-- QUOTED PASSAGE --
^^^^^^^^^^^^^^^^
THIS SUBORDINATED NOTE IS NOT A DEPOSIT OR ACCOUNT OR OTHER OBLIGATION OF ANY OF THE BANK OR NON-BANK SUBSIDIARIES OF SERVISFIRST BANCSHARES, INC. AND IS NOT INSURED OR GUARANTEED BY THE FEDERAL DEPOSIT INSURANCE CORPORATION, THE BOARD OF GOVERNORS OF THE FEDERAL RESERVE SYSTEM OR ANY OTHER GOVERNMENTAL OR REGULATORY AGENCY OR INSTRUMENTALITY.

 

THIS SUBORDINATED NOTE IS SUBORDINATED TO CLAIMS OF GENERAL CREDITORS AND TO THE PAYMENT OF OTHER INDEBTEDNESS OF SERVISFIRST BANCSHARES, INC. THIS OBLIGATION IS UNSECURED.
^^^^^^^^^^^^^^^^
-- ROWS --

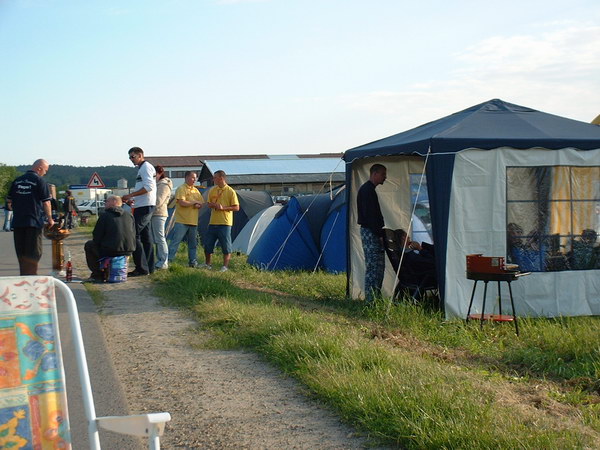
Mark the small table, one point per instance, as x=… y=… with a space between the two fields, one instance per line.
x=486 y=278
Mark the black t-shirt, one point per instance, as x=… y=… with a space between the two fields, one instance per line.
x=27 y=194
x=369 y=212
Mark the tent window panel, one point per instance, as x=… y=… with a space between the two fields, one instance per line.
x=552 y=218
x=421 y=229
x=521 y=184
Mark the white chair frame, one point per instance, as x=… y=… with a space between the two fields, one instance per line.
x=144 y=425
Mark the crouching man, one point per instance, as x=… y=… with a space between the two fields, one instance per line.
x=114 y=235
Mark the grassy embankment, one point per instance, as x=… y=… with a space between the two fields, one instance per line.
x=404 y=375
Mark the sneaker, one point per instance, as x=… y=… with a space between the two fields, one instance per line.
x=137 y=273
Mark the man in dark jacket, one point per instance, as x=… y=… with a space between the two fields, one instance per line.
x=113 y=235
x=29 y=197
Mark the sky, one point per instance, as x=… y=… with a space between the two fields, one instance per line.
x=81 y=82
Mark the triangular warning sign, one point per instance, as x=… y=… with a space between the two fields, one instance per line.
x=95 y=181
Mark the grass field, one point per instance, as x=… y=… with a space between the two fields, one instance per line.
x=402 y=374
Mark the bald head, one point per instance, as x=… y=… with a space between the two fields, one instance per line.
x=113 y=200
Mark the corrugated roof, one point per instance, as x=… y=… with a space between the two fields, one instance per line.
x=197 y=161
x=285 y=178
x=277 y=166
x=175 y=161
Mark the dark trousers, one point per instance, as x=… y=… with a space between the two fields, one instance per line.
x=69 y=220
x=28 y=247
x=143 y=256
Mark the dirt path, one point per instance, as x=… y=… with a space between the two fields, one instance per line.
x=217 y=399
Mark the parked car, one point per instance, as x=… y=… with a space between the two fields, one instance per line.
x=91 y=207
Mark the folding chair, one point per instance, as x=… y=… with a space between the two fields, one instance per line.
x=427 y=286
x=33 y=398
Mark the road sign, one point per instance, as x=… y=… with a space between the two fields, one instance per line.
x=95 y=181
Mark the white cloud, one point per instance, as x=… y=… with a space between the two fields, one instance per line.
x=556 y=72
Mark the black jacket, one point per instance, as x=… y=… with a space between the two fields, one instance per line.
x=418 y=268
x=114 y=234
x=369 y=212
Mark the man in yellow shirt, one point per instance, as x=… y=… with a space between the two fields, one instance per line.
x=189 y=201
x=222 y=200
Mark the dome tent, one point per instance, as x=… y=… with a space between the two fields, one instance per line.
x=467 y=157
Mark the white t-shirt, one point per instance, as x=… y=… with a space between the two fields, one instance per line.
x=146 y=178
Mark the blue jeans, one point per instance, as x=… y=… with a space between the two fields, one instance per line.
x=181 y=231
x=374 y=263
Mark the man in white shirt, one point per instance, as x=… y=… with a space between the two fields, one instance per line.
x=144 y=194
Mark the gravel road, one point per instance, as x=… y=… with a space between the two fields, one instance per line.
x=217 y=399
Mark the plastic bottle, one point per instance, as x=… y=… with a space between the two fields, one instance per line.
x=69 y=276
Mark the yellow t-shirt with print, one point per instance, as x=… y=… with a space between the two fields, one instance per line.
x=225 y=196
x=187 y=215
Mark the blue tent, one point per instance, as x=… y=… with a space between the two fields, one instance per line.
x=467 y=159
x=308 y=233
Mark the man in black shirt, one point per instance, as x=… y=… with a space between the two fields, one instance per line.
x=371 y=224
x=29 y=198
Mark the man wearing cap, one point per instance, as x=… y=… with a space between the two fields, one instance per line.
x=188 y=203
x=371 y=224
x=29 y=199
x=144 y=195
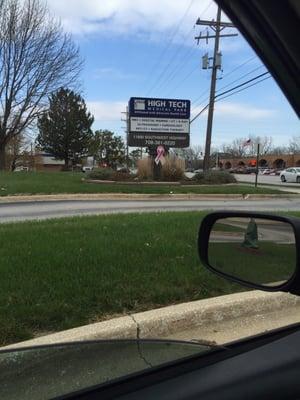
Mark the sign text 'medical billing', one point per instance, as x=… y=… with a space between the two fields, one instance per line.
x=152 y=116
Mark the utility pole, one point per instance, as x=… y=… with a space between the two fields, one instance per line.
x=217 y=26
x=127 y=129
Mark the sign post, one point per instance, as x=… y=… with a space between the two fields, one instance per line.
x=257 y=161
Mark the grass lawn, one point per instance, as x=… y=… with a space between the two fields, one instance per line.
x=13 y=183
x=64 y=273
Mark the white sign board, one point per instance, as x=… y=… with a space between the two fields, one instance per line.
x=159 y=125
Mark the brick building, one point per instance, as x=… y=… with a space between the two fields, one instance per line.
x=266 y=160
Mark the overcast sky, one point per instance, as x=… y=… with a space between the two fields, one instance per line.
x=147 y=48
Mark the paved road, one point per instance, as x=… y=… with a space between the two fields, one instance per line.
x=57 y=209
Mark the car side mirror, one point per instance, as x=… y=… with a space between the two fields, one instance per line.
x=254 y=249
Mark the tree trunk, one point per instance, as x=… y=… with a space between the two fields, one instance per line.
x=2 y=157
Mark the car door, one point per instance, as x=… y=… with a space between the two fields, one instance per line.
x=293 y=175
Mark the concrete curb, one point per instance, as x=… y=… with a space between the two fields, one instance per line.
x=139 y=197
x=169 y=320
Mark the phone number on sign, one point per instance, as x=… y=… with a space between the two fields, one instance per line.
x=150 y=142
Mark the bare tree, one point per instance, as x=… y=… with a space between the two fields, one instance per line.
x=36 y=59
x=235 y=149
x=294 y=145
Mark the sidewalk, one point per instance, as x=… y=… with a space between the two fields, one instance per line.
x=220 y=319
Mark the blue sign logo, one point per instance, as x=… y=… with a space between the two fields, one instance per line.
x=159 y=108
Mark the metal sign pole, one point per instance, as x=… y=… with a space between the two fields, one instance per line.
x=257 y=161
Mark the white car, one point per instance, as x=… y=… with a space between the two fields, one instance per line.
x=87 y=169
x=290 y=175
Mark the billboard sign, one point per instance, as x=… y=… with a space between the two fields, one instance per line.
x=159 y=122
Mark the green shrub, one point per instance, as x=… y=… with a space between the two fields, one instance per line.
x=214 y=177
x=173 y=169
x=145 y=169
x=101 y=174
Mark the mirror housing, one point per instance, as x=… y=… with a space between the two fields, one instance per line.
x=233 y=238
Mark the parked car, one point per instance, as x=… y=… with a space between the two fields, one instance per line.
x=87 y=168
x=20 y=169
x=290 y=175
x=266 y=171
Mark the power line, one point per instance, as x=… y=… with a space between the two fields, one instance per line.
x=238 y=67
x=241 y=77
x=176 y=53
x=242 y=84
x=166 y=48
x=241 y=90
x=201 y=96
x=231 y=94
x=187 y=54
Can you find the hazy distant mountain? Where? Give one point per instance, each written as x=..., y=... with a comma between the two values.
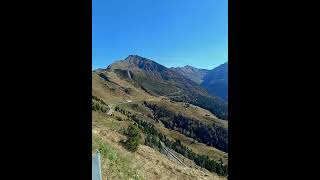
^^^^^^^^^^^^^^^^
-- SHORT EXERCISE 1 --
For each statement, (a), (b) and (c), say yes or no according to the subordinated note notice, and quote the words of the notice that decide it. (a) The note is insured by the Federal Deposit Insurance Corporation. (b) The obligation is secured. (c) The note is subordinated to claims of general creditors.
-- SHORT EXERCISE 2 --
Put this sentence from the subordinated note notice into Spanish: "THIS OBLIGATION IS UNSECURED."
-- SHORT EXERCISE 3 --
Pick up the subordinated note notice after its last sentence and carry it on with two or three sentences in the same style.

-- TASK RESPONSE 1 --
(a) No: "IS NOT INSURED OR GUARANTEED BY THE FEDERAL DEPOSIT INSURANCE CORPORATION"
(b) No: "THIS OBLIGATION IS UNSECURED."
(c) Yes: "THIS SUBORDINATED NOTE IS SUBORDINATED TO CLAIMS OF GENERAL CREDITORS"

-- TASK RESPONSE 2 --
ESTA OBLIGACIÓN NO ESTÁ GARANTIZADA.

-- TASK RESPONSE 3 --
THIS SUBORDINATED NOTE HAS NOT BEEN REGISTERED UNDER THE SECURITIES ACT OF 1933, AS AMENDED (THE “SECURITIES ACT”), OR UNDER THE SECURITIES LAWS OF ANY STATE, BUT HAS BEEN OFFERED AND SOLD PURSUANT TO AND IN RELIANCE UPON EXEMPTIONS FROM REGISTRATION THEREUNDER. THIS SUBORDINATED NOTE MAY NOT BE SOLD, ASSIGNED, CONVEYED, PLEDGED, HYPOTHECATED OR OTHERWISE TRANSFERRED BY THE HOLDER OF THIS SUBORDINATED NOTE EXCEPT PURSUANT TO AN EFFECTIVE REGISTRATION STATEMENT REGISTERING THIS SUBORDINATED NOTE UNDER THE SECURITIES ACT AND UNDER APPLICABLE STATE SECURITIES LAWS, OR AN OPINION OF COUNSEL, OR SUCH OTHER EVIDENCE OBTAINED BY SUCH HOLDER AND IN ALL RESPECTS SATISFACTORY TO SERVISFIRST BANCSHARES, INC., THAT REGISTRATION UNDER THE SECURITIES ACT AND UNDER APPLICABLE STATE SECURITIES LAWS IS NOT REQUIRED FOR THE HOLDER TO LAWFULLY EFFECT SUCH SALE, ASSIGNMENT, CONVEYANCE, PLEDGE, HYPOTHECATION OR OTHER TRANSFER.

 

SERVISFIRST BANCSHARES, INC.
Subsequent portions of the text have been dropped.